**TASK DIRECTIONS**: Rewrite the records below, replacing "photograph" with "image" and changing nothing else. Omit the pictures from your version.

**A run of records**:

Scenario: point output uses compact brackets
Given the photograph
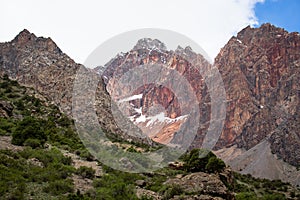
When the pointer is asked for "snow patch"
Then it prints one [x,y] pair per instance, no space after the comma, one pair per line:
[134,97]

**FINISHED TASK**:
Scenario: point output uses compact brackets
Given the image
When the pointer is asked for "snow patch"
Then it prints one [x,y] pair per instance, no space after the comma, one pair per line:
[134,97]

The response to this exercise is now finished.